Recuerdo cuando escribí La Trilogía de la Patria Boba las sorpresas que me llevé. Nunca en los libros de historia venezolana –excepto en El Culto a Bolívar, la gran obra de Germán Carrera Damas—se hace una evaluación crítica de por qué el Libertador entregó al Precursor Francisco de Miranda a los españoles. Es un acto que se podría atribuir a un delator policial, no al padre de la patria.
También los historiadores dedican muchas páginas a exaltar las virtudes guerreras del Libertador, aunque, como luego dijo Carlos Marx basándose en las Memorias de Bolívar, de H.L. Ducoudray Holstein, el padre fundador de Venezuela era “el mariscal de las derrotas”.
Si bien se revelan las salvajadas cometidas por los españoles, que fueron abundantes, se practica un discreto silencio o se incurre en malabarismos del lenguaje, al mencionar el decreto de guerra a muerte de Bolívar, que autoriza crímenes de lesa humanidad (“Españoles y canarios, contad con la muerte, aun siendo indiferentes, si no obráis activamente en obsequio de la libertad de la América. Americanos, contad con la vida, aun cuando seáis culpables”).
En cada país, las mentiras y verdades históricas crean héroes de villanos, y viceversa, a fin de acomodar las falsedades de la clase gobernante.

* [Conjunto de registros]:
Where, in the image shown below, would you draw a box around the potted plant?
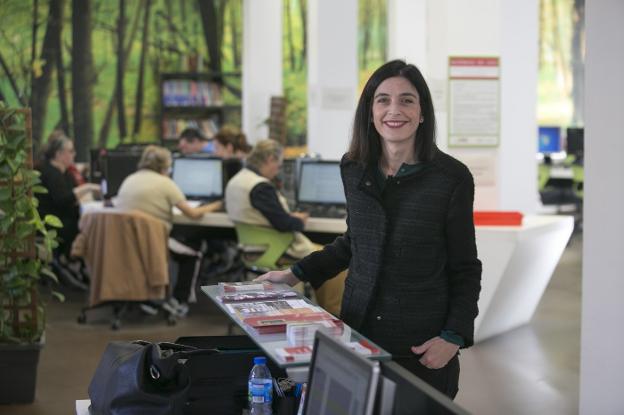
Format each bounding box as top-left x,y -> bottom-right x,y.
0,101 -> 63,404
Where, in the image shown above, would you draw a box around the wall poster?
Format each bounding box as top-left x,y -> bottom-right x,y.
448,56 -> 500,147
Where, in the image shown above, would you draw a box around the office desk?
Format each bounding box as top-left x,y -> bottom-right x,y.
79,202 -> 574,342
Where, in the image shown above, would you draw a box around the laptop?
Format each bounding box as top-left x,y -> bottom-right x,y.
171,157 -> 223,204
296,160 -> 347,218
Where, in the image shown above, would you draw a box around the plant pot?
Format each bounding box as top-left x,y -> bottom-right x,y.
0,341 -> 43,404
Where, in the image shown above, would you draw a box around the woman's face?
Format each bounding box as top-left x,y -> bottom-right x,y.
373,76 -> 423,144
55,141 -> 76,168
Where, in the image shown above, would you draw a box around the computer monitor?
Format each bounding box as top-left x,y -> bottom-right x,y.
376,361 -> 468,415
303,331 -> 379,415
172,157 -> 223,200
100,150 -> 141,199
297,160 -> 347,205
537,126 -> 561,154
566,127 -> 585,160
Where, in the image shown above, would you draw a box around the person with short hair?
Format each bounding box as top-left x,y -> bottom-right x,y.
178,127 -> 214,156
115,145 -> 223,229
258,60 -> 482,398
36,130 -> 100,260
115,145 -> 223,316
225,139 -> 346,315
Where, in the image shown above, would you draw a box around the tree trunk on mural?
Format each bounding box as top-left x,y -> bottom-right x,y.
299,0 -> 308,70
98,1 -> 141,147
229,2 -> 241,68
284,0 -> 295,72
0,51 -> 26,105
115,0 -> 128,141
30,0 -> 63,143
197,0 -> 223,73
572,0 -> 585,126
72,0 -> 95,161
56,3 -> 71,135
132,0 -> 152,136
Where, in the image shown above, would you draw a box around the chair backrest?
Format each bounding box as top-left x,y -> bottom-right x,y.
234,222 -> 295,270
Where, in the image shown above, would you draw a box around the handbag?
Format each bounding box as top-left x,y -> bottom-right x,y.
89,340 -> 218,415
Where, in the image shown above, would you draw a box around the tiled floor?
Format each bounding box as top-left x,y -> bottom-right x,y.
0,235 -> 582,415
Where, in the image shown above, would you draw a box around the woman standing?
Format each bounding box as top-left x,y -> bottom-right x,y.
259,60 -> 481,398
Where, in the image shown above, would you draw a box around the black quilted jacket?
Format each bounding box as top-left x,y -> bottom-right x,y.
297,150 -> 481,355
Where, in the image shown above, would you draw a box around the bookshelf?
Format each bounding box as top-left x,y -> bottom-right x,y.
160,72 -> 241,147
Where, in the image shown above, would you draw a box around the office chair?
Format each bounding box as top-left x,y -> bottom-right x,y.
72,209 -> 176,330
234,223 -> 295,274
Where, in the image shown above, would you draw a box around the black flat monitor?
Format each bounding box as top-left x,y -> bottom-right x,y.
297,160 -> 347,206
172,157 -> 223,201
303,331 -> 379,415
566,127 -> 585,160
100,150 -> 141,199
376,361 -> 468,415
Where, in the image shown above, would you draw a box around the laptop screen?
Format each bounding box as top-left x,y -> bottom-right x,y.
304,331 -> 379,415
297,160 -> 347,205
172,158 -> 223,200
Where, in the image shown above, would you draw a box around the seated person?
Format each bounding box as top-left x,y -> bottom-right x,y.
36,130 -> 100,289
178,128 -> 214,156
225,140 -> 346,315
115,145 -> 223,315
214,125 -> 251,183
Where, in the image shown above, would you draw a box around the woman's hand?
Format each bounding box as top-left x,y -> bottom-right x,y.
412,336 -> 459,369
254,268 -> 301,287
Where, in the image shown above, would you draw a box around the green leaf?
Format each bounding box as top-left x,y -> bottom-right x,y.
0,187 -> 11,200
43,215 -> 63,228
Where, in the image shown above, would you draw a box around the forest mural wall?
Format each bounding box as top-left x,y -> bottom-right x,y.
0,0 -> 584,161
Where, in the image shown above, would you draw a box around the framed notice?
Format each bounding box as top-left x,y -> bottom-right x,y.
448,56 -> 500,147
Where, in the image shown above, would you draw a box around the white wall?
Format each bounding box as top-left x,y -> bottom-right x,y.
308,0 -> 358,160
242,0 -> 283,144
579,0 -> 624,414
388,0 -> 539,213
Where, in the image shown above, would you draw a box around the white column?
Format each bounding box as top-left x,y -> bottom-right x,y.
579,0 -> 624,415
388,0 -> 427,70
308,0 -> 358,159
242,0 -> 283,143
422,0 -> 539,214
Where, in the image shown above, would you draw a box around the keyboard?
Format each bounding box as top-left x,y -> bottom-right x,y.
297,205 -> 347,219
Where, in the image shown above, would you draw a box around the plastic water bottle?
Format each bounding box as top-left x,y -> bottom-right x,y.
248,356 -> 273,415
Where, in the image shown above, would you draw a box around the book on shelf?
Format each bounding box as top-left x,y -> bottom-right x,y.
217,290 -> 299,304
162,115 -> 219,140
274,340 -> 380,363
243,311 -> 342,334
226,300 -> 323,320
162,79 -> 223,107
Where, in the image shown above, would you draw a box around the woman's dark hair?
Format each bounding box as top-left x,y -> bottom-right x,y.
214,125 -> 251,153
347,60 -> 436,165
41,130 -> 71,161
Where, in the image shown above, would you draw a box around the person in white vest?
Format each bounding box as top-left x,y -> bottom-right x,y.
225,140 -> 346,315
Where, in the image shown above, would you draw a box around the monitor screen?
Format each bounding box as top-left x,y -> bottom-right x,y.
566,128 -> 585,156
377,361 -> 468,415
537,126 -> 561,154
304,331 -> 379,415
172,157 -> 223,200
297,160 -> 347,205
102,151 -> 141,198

* [Tareas y ejercicios]:
[1] Reproduce el fragmento del texto que comienza con las palabras que contienen "Recuerdo cuando escribí" y termina con "de la patria.", sustituyendo "sorpresas" por "lecciones".
[2] Enumera los títulos de libros que se mencionan en el texto.
Para resolver cada tarea, básate solo en el texto.

* [Soluciones por tarea]:
[1]
Recuerdo cuando escribí La Trilogía de la Patria Boba las lecciones que me llevé. Nunca en los libros de historia venezolana –excepto en El Culto a Bolívar, la gran obra de Germán Carrera Damas—se hace una evaluación crítica de por qué el Libertador entregó al Precursor Francisco de Miranda a los españoles. Es un acto que se podría atribuir a un delator policial, no al padre de la patria.

[2]
La Trilogía de la Patria Boba
El Culto a Bolívar
Memorias de Bolívar